Below are the entries; give again exactly the lines from the one mentioning "Target: police officer in yellow vest" through the one mentioning "Target: motorcycle windshield", inclusive.

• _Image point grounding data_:
»»

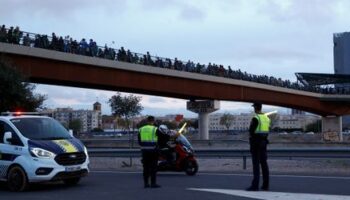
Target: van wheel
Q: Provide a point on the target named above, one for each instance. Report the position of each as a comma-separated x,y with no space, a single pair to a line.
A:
17,179
71,181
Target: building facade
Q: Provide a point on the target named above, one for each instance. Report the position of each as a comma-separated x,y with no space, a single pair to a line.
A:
89,119
341,56
241,122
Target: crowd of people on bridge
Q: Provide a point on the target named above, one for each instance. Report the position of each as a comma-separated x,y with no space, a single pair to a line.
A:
90,48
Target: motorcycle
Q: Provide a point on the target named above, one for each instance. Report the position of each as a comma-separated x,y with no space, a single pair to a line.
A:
178,156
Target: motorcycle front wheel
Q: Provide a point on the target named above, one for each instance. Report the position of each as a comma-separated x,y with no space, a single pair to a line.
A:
191,167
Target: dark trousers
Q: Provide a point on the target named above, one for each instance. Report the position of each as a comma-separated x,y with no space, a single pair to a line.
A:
259,158
150,162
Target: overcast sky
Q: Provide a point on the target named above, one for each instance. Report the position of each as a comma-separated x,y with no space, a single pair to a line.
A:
273,37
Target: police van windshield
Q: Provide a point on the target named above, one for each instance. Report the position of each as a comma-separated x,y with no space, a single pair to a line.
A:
41,128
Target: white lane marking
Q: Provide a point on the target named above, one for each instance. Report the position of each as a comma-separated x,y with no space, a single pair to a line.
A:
274,195
224,174
281,175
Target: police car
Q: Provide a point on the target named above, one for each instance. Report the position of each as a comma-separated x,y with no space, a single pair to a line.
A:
38,149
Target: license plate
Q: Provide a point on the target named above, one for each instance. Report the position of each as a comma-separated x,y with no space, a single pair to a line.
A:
72,169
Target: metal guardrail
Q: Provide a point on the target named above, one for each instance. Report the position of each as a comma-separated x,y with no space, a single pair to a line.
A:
324,153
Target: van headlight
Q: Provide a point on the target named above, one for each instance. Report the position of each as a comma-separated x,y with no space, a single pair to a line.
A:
85,151
42,153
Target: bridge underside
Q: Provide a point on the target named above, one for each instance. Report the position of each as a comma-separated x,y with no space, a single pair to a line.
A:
56,72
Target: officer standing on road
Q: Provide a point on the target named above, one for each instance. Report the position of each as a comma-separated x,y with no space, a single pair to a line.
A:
148,138
258,130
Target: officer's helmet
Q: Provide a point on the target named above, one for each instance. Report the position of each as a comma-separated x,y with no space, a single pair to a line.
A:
164,129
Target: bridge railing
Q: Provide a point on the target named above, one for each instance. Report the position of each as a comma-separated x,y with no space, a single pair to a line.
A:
69,45
308,153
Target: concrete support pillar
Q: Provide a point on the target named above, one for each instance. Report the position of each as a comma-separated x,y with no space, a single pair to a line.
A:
203,122
203,108
332,128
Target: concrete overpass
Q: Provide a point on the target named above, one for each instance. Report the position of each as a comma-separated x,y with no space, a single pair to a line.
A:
58,68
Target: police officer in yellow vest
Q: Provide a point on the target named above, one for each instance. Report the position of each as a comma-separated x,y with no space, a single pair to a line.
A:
148,138
258,130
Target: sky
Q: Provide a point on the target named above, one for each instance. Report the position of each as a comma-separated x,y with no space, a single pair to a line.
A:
272,37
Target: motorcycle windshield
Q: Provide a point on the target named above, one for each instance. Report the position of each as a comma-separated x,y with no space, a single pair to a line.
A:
183,140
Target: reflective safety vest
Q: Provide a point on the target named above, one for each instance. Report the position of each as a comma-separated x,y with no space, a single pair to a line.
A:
263,124
148,137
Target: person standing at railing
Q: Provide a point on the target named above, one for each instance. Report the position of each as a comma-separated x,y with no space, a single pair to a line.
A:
148,139
259,130
3,34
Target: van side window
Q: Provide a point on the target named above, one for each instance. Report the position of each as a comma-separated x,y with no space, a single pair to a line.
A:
4,127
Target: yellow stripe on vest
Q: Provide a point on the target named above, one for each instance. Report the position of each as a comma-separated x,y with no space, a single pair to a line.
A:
66,146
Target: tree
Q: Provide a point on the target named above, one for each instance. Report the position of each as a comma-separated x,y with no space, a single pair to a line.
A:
75,125
15,92
314,127
226,120
125,106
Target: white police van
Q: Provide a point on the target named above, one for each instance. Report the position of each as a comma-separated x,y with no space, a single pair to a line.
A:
38,149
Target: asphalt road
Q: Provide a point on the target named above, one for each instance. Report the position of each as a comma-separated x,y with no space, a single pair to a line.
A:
204,186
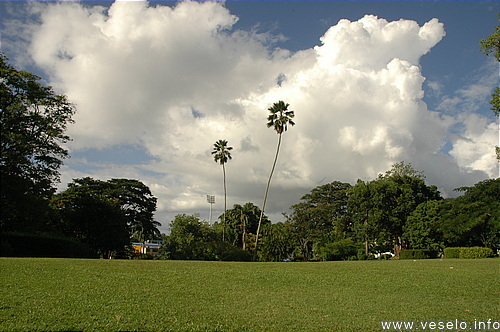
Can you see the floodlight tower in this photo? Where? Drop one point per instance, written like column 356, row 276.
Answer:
column 210, row 200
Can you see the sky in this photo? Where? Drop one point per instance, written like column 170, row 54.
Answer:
column 372, row 83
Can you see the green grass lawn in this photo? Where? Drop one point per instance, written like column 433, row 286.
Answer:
column 111, row 295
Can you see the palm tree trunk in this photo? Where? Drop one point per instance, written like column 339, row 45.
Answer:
column 225, row 205
column 265, row 199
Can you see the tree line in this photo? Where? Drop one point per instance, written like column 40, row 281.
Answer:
column 340, row 221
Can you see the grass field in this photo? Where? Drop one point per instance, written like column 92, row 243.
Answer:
column 112, row 295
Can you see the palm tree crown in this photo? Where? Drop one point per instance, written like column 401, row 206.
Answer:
column 280, row 117
column 221, row 152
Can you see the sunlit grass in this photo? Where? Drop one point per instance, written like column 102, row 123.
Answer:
column 111, row 295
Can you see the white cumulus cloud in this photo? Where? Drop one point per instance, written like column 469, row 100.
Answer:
column 173, row 80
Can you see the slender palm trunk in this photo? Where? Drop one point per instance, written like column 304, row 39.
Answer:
column 265, row 199
column 225, row 205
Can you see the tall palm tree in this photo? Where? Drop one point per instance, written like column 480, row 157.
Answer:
column 279, row 118
column 222, row 155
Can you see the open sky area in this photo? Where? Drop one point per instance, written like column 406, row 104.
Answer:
column 372, row 83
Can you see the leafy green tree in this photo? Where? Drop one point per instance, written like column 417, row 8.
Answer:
column 95, row 220
column 490, row 45
column 423, row 227
column 339, row 250
column 279, row 118
column 222, row 154
column 389, row 201
column 278, row 242
column 321, row 217
column 473, row 219
column 131, row 200
column 33, row 121
column 189, row 239
column 139, row 205
column 241, row 221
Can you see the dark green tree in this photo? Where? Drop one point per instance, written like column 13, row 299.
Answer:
column 278, row 242
column 95, row 220
column 33, row 121
column 222, row 155
column 135, row 203
column 242, row 221
column 473, row 219
column 279, row 118
column 321, row 217
column 390, row 199
column 491, row 45
column 189, row 239
column 423, row 227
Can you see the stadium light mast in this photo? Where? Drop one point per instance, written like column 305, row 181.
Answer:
column 210, row 200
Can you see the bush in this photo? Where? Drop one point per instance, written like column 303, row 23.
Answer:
column 452, row 252
column 340, row 250
column 467, row 253
column 41, row 245
column 417, row 254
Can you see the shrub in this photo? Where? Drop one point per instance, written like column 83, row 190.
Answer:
column 452, row 252
column 340, row 250
column 41, row 245
column 417, row 254
column 466, row 252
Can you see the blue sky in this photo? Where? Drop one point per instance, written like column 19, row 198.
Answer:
column 156, row 84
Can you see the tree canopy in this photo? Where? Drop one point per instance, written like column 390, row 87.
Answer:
column 33, row 121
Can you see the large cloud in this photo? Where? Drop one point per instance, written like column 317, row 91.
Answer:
column 175, row 80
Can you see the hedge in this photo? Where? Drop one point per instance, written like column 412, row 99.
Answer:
column 41, row 245
column 468, row 252
column 417, row 254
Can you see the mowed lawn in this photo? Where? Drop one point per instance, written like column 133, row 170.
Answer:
column 113, row 295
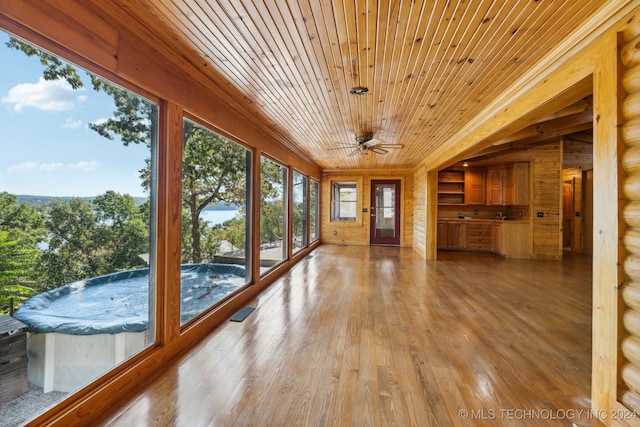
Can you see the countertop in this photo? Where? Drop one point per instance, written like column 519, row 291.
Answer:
column 456, row 219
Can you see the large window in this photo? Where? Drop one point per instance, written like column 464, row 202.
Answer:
column 314, row 210
column 77, row 218
column 299, row 228
column 344, row 201
column 215, row 232
column 273, row 213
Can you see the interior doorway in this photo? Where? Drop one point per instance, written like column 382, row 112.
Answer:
column 385, row 212
column 567, row 214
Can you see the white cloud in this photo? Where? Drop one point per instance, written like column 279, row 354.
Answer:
column 45, row 95
column 51, row 167
column 84, row 166
column 26, row 167
column 22, row 167
column 69, row 123
column 99, row 122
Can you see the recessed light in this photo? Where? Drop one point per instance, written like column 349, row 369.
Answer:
column 358, row 90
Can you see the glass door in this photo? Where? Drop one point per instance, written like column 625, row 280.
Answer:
column 385, row 212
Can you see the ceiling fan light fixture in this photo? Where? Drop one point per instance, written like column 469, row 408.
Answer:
column 358, row 90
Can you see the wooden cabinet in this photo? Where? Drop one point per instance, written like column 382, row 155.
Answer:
column 508, row 185
column 510, row 239
column 479, row 236
column 516, row 184
column 475, row 186
column 451, row 187
column 496, row 238
column 495, row 185
column 456, row 235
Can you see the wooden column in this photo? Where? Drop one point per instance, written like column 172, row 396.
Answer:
column 432, row 214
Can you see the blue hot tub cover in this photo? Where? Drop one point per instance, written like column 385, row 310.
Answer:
column 119, row 302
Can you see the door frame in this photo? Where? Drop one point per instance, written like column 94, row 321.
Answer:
column 391, row 241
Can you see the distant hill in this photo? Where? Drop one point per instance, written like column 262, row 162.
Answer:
column 47, row 200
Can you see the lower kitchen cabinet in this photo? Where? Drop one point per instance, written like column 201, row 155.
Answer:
column 510, row 239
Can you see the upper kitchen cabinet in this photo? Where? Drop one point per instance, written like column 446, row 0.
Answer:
column 516, row 184
column 495, row 185
column 451, row 187
column 508, row 184
column 475, row 186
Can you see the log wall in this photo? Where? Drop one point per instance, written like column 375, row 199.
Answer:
column 629, row 386
column 357, row 232
column 419, row 211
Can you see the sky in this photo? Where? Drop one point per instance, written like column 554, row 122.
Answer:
column 46, row 148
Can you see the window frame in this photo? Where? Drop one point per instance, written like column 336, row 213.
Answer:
column 337, row 185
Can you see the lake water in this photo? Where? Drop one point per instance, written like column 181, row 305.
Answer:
column 218, row 217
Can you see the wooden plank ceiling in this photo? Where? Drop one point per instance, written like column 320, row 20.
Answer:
column 429, row 66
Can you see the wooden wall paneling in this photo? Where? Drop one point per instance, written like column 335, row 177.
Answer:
column 574, row 175
column 432, row 214
column 419, row 241
column 357, row 233
column 629, row 352
column 607, row 245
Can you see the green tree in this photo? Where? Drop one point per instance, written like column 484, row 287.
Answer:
column 272, row 211
column 72, row 253
column 122, row 232
column 21, row 231
column 214, row 168
column 213, row 172
column 17, row 272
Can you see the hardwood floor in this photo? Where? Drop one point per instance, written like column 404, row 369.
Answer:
column 377, row 336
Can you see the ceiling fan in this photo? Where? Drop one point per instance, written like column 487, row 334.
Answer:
column 367, row 143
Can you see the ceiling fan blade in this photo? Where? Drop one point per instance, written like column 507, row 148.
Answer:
column 372, row 142
column 378, row 150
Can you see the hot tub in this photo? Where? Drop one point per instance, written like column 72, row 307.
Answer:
column 82, row 329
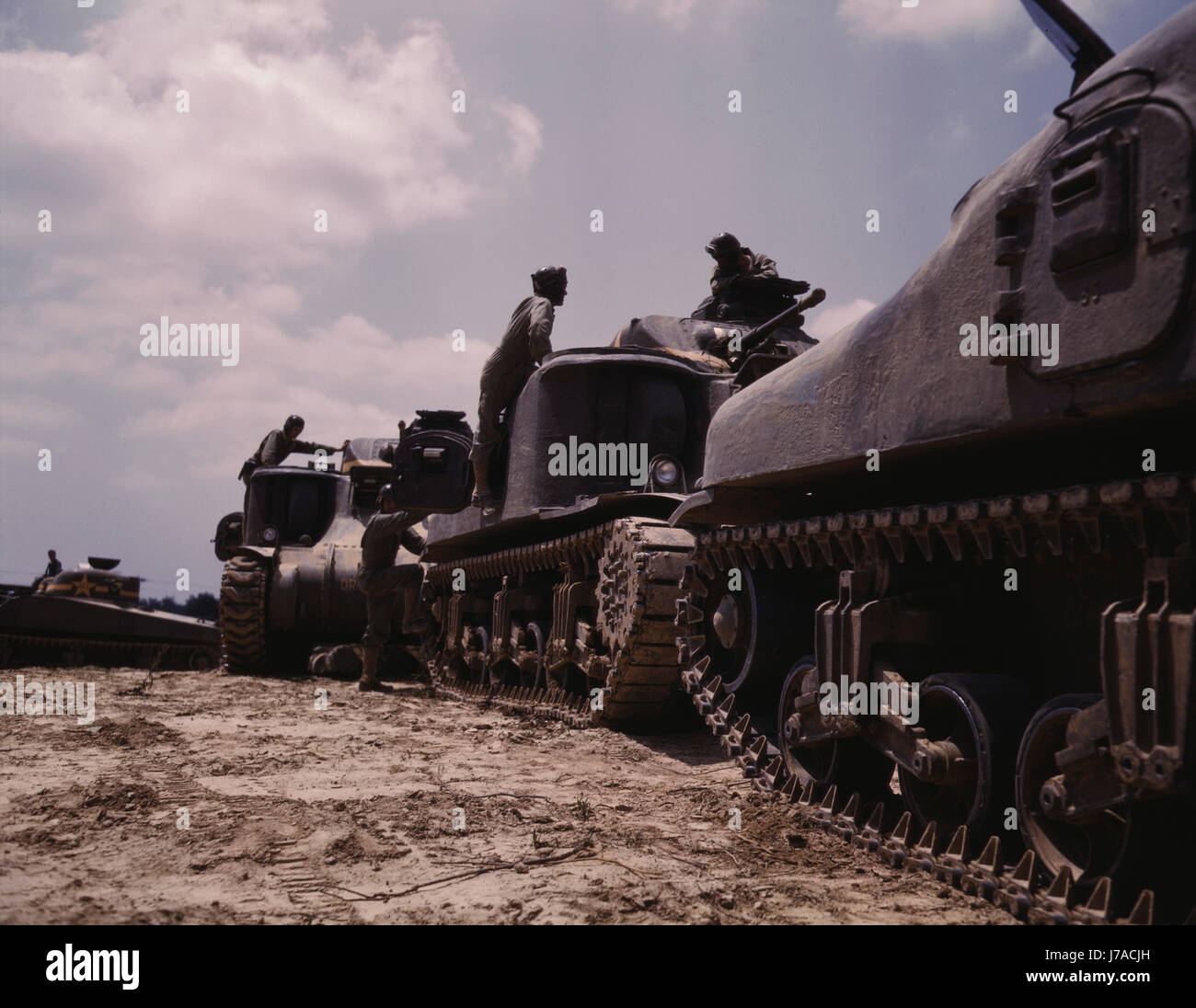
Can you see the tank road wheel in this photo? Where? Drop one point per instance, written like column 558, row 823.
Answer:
column 1089, row 849
column 849, row 764
column 982, row 717
column 243, row 614
column 477, row 649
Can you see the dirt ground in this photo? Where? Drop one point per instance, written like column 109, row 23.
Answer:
column 203, row 797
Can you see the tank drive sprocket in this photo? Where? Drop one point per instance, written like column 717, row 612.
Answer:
column 243, row 614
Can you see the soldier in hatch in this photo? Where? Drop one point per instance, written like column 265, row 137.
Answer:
column 279, row 443
column 381, row 580
column 517, row 357
column 52, row 569
column 733, row 259
column 744, row 283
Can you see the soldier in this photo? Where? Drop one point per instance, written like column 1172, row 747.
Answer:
column 381, row 580
column 523, row 346
column 734, row 259
column 279, row 443
column 52, row 569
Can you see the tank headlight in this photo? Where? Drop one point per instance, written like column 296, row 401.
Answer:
column 665, row 471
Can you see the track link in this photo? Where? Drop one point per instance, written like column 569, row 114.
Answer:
column 1023, row 888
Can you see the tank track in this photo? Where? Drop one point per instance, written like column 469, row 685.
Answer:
column 83, row 650
column 1021, row 888
column 638, row 566
column 243, row 614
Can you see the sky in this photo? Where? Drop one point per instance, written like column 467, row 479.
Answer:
column 453, row 147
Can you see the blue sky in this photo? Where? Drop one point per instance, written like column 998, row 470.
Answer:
column 435, row 219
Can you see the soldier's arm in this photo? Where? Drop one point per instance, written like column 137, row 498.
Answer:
column 271, row 454
column 721, row 279
column 413, row 541
column 539, row 329
column 396, row 522
column 765, row 266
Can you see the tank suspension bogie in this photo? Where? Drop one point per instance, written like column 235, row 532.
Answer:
column 982, row 610
column 581, row 626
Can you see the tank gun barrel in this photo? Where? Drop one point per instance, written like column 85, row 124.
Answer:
column 757, row 335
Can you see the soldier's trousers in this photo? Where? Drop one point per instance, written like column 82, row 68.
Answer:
column 500, row 387
column 381, row 589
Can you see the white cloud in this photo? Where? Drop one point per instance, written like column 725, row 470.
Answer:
column 280, row 126
column 931, row 20
column 829, row 321
column 681, row 15
column 208, row 216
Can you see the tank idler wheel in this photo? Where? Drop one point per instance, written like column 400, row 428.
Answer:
column 979, row 719
column 1088, row 849
column 849, row 764
column 742, row 628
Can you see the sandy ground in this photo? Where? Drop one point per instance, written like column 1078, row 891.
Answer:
column 300, row 815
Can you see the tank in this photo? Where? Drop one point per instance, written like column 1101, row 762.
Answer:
column 563, row 601
column 94, row 616
column 980, row 497
column 291, row 560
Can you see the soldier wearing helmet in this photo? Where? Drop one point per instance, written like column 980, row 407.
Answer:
column 517, row 357
column 381, row 580
column 733, row 261
column 279, row 443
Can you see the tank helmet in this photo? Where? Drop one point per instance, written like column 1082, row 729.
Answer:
column 548, row 280
column 724, row 244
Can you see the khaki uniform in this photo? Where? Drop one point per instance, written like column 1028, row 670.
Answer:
column 760, row 266
column 276, row 447
column 379, row 578
column 523, row 347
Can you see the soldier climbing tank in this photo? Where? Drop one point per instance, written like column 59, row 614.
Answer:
column 983, row 489
column 563, row 601
column 291, row 560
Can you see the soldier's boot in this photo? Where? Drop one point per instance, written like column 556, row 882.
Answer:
column 415, row 621
column 370, row 680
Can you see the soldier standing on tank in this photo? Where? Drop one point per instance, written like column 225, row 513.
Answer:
column 517, row 357
column 52, row 569
column 279, row 443
column 381, row 580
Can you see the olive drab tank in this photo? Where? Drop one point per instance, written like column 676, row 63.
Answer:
column 982, row 490
column 291, row 558
column 563, row 601
column 94, row 616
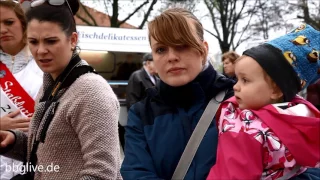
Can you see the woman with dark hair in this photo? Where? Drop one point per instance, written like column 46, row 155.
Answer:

««

• _Completed exercise_:
Target: police officer in yellow vest
Q: Provide a point on the target named above, one for each instance. Report the position of each as a comma-separated x,y with no space, a single pair to a line.
A:
148,138
258,130
Target: sky
Q: Provide a point on the target named above, one for each instance. Report the position of each as a comma-separated x,y with no space, a single pair to a line.
A:
272,37
Target: motorcycle windshield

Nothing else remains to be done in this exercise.